- [Task statement]: Set down the records again. Every word and mark must match exactly.

Entries shown below:

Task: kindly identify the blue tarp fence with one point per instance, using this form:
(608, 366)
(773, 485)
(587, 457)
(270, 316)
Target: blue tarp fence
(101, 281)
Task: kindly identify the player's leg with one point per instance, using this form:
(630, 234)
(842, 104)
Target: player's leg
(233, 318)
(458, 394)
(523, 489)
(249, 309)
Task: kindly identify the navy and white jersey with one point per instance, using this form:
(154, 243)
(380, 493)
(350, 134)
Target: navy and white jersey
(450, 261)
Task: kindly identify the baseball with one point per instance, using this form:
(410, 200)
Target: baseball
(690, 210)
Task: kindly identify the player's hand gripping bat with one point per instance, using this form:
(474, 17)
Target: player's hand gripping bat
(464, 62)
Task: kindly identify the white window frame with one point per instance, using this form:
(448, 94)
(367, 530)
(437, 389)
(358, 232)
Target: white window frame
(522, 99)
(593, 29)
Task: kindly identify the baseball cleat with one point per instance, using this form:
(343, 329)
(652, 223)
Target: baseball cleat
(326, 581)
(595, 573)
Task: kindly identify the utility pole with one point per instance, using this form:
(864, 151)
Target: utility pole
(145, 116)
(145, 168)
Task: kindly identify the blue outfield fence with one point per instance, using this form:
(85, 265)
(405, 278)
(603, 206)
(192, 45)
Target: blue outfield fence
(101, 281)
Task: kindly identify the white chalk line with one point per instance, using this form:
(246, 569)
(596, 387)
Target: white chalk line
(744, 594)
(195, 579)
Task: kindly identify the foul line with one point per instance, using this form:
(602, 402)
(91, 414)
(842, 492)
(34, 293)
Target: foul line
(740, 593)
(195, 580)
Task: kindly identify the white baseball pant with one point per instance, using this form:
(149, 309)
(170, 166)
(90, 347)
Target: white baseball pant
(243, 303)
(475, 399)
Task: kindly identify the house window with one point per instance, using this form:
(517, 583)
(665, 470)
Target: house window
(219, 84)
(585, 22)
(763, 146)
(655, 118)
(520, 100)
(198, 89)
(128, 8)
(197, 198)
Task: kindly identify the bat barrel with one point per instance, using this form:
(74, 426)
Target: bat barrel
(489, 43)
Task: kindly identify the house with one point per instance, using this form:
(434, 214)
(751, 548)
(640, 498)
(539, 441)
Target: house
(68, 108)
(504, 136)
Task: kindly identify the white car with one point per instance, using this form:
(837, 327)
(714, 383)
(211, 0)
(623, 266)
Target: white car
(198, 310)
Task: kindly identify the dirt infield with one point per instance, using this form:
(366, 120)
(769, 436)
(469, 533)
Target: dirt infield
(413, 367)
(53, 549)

End of Entries shown.

- [Worked solution]:
Task: kindly identify the blue tarp fence with one point per instance, using this form:
(608, 366)
(773, 485)
(587, 457)
(270, 316)
Target: blue tarp fence
(101, 281)
Task: kindly identify the player's leg with one point per instance, using this form:
(630, 234)
(842, 104)
Target: player's leg
(233, 318)
(458, 394)
(523, 489)
(249, 309)
Task: kindly identify the navy and white jersey with one point per instance, using this form:
(154, 243)
(380, 493)
(350, 134)
Target: navy and white jersey
(450, 261)
Task: kindly identify the baseball with one point per instance, using this form:
(410, 200)
Target: baseball
(690, 210)
Task: kindly identify the player's hand gripping bat with one point per instance, using this form:
(474, 17)
Target: player's hand gripping bat
(464, 62)
Task: kindly identify the white window frame with one point per instance, using this form:
(448, 94)
(367, 530)
(437, 389)
(358, 232)
Target: white window frame
(522, 99)
(593, 29)
Task: kindly identify the baseball cleat with one point per instance, using this form:
(343, 329)
(652, 223)
Target: baseball cleat
(326, 581)
(595, 573)
Task: kindly identify the utility pole with one point per instance, using this form:
(864, 151)
Target: utility pole
(145, 116)
(145, 168)
Task: kindly identify the blue outfield fence with one point per instance, using this form:
(85, 265)
(405, 278)
(603, 206)
(192, 45)
Target: blue outfield fence
(101, 281)
Task: kindly identify the white chalk line with one point per instance, using this form:
(246, 569)
(596, 387)
Target: white chalk line
(744, 594)
(195, 579)
Task: kindly identify the foul line with one point per instance, using this form:
(602, 402)
(91, 414)
(842, 492)
(34, 293)
Target: foul line
(740, 593)
(195, 580)
Task: kindly identify the white baseball pant with one point per instance, using this form:
(149, 309)
(170, 166)
(90, 347)
Target: white baseball pant
(243, 303)
(475, 399)
Task: kindly identify the house window with one point per instance, using this form:
(517, 583)
(665, 470)
Target: house window
(219, 84)
(585, 22)
(763, 146)
(655, 118)
(520, 100)
(198, 89)
(128, 8)
(197, 198)
Task: kindly identify the bat barrel with one point per instance, using this form:
(74, 426)
Target: bat barrel
(489, 43)
Task: kindly identify the house with one point per instance, using this form:
(434, 214)
(751, 548)
(640, 498)
(539, 441)
Target: house
(68, 108)
(504, 136)
Task: kindly identify the white car with one point per instance, using this form:
(837, 327)
(714, 383)
(211, 0)
(623, 266)
Target: white car
(198, 310)
Task: kindly identify the dirt infield with one point per instance, using this form:
(366, 120)
(769, 436)
(469, 533)
Target: dirt infield
(413, 367)
(53, 549)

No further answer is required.